***** MATERIAL PROVIDED

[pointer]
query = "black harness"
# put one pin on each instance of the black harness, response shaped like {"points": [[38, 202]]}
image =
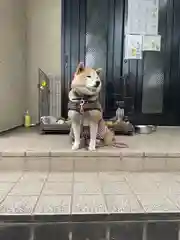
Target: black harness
{"points": [[82, 104]]}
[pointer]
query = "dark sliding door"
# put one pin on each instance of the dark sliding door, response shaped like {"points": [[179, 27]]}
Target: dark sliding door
{"points": [[93, 34]]}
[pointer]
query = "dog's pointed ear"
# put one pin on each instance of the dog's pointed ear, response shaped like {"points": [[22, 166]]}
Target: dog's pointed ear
{"points": [[98, 71], [79, 68]]}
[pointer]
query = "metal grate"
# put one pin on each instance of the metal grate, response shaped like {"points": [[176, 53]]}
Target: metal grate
{"points": [[92, 231]]}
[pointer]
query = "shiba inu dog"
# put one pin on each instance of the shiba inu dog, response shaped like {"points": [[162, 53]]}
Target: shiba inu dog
{"points": [[84, 103]]}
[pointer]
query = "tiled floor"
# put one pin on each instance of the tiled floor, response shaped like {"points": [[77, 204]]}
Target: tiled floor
{"points": [[79, 193]]}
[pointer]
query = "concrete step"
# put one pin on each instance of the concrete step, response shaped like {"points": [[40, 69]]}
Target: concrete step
{"points": [[101, 160], [163, 230]]}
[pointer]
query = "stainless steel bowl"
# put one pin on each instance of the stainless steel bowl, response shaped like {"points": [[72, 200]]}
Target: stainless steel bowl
{"points": [[145, 129]]}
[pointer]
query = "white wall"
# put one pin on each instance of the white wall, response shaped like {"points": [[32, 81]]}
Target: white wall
{"points": [[43, 45], [12, 63]]}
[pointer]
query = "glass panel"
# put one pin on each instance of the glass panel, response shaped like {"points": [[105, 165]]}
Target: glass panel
{"points": [[96, 33], [153, 81], [96, 36]]}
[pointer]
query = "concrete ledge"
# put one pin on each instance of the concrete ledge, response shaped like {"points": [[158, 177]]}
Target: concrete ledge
{"points": [[103, 152], [104, 160]]}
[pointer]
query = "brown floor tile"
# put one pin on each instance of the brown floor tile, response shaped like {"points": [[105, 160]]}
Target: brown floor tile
{"points": [[112, 176], [34, 176], [85, 177], [56, 188], [116, 188], [156, 203], [91, 204], [27, 188], [5, 188], [60, 177], [10, 176], [18, 205], [87, 188], [123, 204]]}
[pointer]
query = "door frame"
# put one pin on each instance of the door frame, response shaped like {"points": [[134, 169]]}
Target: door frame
{"points": [[136, 67], [114, 64]]}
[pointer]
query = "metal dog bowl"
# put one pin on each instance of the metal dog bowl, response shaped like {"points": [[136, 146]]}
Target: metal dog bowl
{"points": [[145, 129]]}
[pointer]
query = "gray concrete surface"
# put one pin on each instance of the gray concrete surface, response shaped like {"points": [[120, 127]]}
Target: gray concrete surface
{"points": [[93, 192], [163, 142]]}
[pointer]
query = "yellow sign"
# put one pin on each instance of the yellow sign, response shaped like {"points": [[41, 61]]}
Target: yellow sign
{"points": [[43, 84]]}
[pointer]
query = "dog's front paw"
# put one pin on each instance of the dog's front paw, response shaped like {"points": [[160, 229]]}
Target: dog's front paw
{"points": [[75, 146]]}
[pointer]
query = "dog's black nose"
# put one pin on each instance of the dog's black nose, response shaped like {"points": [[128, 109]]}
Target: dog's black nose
{"points": [[97, 84]]}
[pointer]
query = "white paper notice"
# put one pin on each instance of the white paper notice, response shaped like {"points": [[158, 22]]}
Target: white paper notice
{"points": [[133, 47]]}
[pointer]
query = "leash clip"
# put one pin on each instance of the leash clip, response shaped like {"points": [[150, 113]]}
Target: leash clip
{"points": [[82, 102]]}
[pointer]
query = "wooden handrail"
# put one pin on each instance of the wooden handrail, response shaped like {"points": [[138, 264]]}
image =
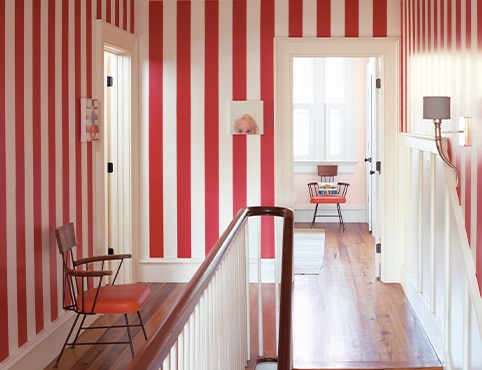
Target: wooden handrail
{"points": [[157, 348]]}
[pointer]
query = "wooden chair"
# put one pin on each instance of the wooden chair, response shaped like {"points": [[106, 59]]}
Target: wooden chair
{"points": [[87, 291], [328, 174]]}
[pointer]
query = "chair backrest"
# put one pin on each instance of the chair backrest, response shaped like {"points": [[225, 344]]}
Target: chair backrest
{"points": [[313, 189], [65, 236], [327, 172]]}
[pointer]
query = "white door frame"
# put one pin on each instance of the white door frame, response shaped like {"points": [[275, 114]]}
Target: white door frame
{"points": [[108, 37], [387, 51]]}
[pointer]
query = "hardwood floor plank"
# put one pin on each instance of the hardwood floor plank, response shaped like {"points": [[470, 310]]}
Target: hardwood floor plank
{"points": [[343, 318]]}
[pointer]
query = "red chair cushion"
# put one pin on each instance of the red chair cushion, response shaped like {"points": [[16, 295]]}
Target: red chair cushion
{"points": [[328, 199], [122, 298]]}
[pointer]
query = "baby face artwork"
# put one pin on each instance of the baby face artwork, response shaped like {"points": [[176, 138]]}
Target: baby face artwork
{"points": [[245, 125]]}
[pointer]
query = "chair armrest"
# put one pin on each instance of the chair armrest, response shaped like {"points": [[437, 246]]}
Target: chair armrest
{"points": [[88, 273], [107, 257], [343, 188]]}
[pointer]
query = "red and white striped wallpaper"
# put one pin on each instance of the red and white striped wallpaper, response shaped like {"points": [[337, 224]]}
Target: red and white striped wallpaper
{"points": [[202, 55], [441, 55], [45, 172]]}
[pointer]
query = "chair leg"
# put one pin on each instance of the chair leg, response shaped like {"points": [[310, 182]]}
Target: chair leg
{"points": [[340, 216], [129, 334], [314, 216], [67, 340], [142, 324]]}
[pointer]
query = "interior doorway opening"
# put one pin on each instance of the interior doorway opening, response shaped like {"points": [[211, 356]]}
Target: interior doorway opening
{"points": [[386, 51], [115, 157]]}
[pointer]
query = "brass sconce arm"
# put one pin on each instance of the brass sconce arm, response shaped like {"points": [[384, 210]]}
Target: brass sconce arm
{"points": [[438, 142]]}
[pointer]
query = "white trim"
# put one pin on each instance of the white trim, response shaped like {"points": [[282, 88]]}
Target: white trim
{"points": [[385, 49], [117, 40], [182, 270], [45, 346]]}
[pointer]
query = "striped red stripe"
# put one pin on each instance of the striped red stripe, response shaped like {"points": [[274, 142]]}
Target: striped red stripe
{"points": [[37, 170], [88, 72], [418, 27], [478, 264], [124, 14], [323, 18], [430, 30], [78, 145], [436, 23], [479, 29], [20, 176], [117, 14], [295, 18], [156, 169], [66, 120], [468, 24], [108, 11], [132, 17], [458, 24], [51, 165], [351, 18], [211, 127], [380, 18], [239, 93], [183, 133], [449, 24], [267, 139], [468, 194], [4, 326]]}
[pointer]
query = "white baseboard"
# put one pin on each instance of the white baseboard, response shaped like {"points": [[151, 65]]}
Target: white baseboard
{"points": [[427, 319], [350, 214], [43, 348]]}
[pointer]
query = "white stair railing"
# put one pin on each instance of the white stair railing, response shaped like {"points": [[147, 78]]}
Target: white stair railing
{"points": [[438, 264], [209, 327]]}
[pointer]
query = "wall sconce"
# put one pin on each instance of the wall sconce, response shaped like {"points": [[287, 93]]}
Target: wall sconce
{"points": [[438, 108], [465, 131]]}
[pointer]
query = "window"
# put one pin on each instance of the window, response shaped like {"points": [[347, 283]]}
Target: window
{"points": [[323, 105]]}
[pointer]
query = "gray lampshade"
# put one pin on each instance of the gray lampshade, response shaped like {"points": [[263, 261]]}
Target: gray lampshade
{"points": [[436, 107]]}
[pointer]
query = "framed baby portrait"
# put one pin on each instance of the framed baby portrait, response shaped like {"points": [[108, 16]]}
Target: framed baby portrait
{"points": [[246, 117], [89, 119]]}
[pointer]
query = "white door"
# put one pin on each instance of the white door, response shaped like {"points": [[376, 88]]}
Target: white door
{"points": [[370, 149], [118, 154], [371, 155]]}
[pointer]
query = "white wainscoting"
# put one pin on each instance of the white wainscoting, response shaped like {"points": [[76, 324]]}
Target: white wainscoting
{"points": [[437, 265]]}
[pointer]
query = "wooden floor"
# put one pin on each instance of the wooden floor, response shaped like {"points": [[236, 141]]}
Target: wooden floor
{"points": [[343, 318]]}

**********

TASK BRIEF
Which lines in the records above contain the string "wainscoting", with case counting? Show each of those lines in full.

SOLUTION
query = "white wainscoting"
# put one pin on each instance of the white wainscoting, response shaped like {"points": [[76, 324]]}
Target: white wainscoting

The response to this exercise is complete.